What the exercise asks
Please return exactly the lines from the one containing "Please identify the tiled" through the end of the records, including both.
::: Data
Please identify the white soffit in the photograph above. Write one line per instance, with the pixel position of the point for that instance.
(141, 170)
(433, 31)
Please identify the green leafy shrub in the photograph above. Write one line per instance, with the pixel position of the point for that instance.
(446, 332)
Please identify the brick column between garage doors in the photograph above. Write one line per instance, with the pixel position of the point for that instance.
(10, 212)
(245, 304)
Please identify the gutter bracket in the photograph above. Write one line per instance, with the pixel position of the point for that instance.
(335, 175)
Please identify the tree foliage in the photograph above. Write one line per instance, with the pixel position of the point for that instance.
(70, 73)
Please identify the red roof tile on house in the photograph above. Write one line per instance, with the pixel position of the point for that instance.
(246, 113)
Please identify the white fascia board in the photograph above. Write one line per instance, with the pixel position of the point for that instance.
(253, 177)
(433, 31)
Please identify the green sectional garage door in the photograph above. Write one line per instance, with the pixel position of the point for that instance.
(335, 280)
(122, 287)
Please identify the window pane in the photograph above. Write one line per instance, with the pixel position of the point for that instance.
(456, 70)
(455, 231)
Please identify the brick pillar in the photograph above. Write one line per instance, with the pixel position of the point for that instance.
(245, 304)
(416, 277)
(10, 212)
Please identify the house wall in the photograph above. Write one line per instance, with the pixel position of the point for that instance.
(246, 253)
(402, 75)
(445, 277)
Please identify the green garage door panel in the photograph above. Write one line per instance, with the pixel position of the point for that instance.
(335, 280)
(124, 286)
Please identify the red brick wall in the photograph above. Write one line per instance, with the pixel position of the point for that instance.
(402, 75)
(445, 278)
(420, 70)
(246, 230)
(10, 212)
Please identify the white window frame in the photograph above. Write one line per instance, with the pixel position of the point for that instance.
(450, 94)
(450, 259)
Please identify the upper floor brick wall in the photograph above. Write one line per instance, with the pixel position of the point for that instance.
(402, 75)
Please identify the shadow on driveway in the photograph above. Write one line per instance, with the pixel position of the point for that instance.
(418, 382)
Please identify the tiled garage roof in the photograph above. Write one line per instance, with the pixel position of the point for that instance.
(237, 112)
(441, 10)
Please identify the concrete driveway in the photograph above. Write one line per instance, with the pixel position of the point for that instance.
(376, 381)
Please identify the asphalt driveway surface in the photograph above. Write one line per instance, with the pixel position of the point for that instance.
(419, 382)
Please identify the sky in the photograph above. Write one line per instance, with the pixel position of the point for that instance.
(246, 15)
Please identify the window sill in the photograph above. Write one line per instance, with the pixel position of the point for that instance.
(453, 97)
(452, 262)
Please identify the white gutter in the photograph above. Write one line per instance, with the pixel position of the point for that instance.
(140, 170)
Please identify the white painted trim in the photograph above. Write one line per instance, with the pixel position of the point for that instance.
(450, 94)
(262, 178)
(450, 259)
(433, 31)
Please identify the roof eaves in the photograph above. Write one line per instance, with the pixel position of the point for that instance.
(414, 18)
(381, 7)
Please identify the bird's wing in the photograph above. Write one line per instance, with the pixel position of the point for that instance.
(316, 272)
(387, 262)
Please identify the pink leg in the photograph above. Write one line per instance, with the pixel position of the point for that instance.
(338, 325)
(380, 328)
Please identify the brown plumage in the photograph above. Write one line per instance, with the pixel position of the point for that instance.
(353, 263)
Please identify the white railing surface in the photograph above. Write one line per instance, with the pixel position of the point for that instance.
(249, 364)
::::::
Response to the task
Please identify the tiled garage roof in the photograph above. Write one line per instance, with the pixel position of the point for that instance.
(237, 112)
(441, 10)
Please identify the concrete driveway in the photograph above. Write one line per instance, with the pixel position of the point for that instance.
(376, 381)
Please identify the asphalt driveway surface in the photograph above. Write one line per instance, with the pixel position of the point for that instance.
(419, 382)
Please identify the sky in the photograph above. Write one line per instance, with the pixel position of the point for that instance.
(246, 15)
Please identify the window sill in the photograph above. Write one line per instance, with the pixel position of the point for that instance.
(453, 97)
(452, 262)
Please identify the white gutter in the photograph above. Write one line per instance, with the pixel position of the point for that instance.
(140, 170)
Please identify the white painted trim in the photograph above. Write one line per instance, with the pixel position of the point for that instance.
(450, 94)
(262, 178)
(450, 259)
(433, 31)
Please identify the roof eaves in the photograph above. Write one line per instance, with the pixel position of the point for that instance.
(414, 18)
(381, 7)
Please identify the bird's wing in the photograph above. Write one line per instance, with the pixel position of the point for that instance.
(316, 272)
(387, 262)
Please identify the pink leg in the photograph above. Write one line per instance, with the pixel position of the point for that instance.
(338, 325)
(380, 328)
Please identify the brown plumage in the photograph above. Write one line per instance, with the pixel position of the point for that instance.
(353, 263)
Please identify the white railing surface in the photograph above. Write one line per instance, with the pixel position of the point for that instance.
(249, 364)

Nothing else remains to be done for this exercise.